**Exercise goal:** Please reproduce every one of the lines below word for word, leaving the pictures out of your answer.

**Data section:**

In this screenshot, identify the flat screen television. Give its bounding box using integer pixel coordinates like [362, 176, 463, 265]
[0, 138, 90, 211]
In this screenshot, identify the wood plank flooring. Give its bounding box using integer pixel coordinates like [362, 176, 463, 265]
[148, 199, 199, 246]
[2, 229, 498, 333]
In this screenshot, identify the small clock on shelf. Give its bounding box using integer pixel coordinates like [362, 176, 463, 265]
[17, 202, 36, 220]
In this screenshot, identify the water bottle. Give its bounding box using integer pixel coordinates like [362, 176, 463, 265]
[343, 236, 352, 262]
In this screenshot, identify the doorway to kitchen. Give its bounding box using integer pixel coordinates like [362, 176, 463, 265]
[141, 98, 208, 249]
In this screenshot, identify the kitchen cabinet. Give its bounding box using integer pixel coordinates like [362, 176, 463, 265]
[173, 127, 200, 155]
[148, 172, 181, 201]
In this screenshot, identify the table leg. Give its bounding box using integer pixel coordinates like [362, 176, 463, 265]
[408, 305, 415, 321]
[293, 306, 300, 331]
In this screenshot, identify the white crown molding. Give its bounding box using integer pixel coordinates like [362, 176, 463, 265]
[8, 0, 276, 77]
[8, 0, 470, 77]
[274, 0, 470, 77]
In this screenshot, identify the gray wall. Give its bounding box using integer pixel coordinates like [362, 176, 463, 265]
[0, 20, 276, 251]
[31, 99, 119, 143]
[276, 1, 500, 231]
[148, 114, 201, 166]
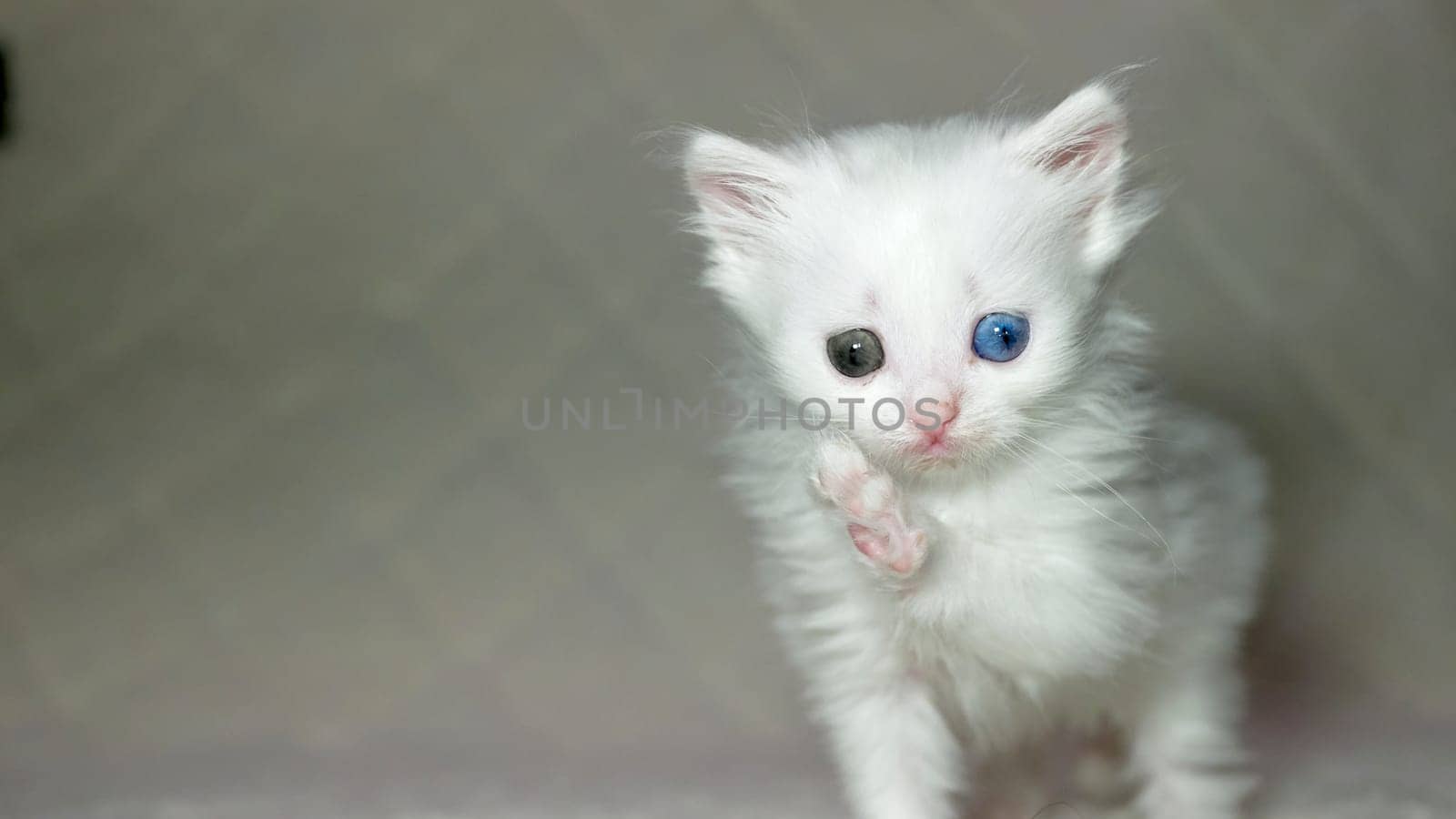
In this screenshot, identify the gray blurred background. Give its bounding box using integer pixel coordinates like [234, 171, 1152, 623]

**Solution for this task:**
In this screenshot, identify the flat screen television. Give its bounding box using integer pixel coordinates like [362, 176, 463, 265]
[0, 138, 90, 211]
In this screenshot, identify the wood plank flooring. Give its bounding box using integer pixel coordinates like [362, 176, 463, 265]
[148, 199, 199, 246]
[2, 229, 498, 333]
In this screenshot, identify the small clock on shelf. Give its bounding box using integer pixel coordinates like [362, 176, 463, 265]
[17, 202, 36, 220]
In this screenshot, identify the water bottle. Give its bounding box using integer pixel coordinates like [362, 176, 463, 265]
[343, 236, 352, 262]
In this screenshot, identify the doorway to kitchen. Give its bounding box using integer pixel coordinates like [362, 176, 463, 265]
[141, 98, 208, 249]
In this screenshot, identify the kitchen cabinet. Give its bounding box using integer pixel coordinates like [362, 176, 463, 265]
[173, 127, 200, 155]
[148, 172, 181, 201]
In this screenshot, identify the table leg. Give its bounding box using integer pixel coordinates like [362, 176, 463, 265]
[408, 305, 415, 321]
[293, 306, 300, 331]
In this screenshot, identify the white crown molding. Give its bounding box using integer pixel coordinates like [362, 176, 463, 265]
[8, 0, 276, 77]
[8, 0, 470, 77]
[274, 0, 470, 77]
In this screenshot, identify the gray wall. Give its bounding box using integer pixel coordinates like [362, 176, 463, 265]
[0, 20, 276, 251]
[31, 99, 119, 143]
[276, 1, 500, 231]
[148, 114, 201, 166]
In this screenshot, identify the gray blurred background. Give its bounding box using integer pixel coordinates like [234, 171, 1152, 623]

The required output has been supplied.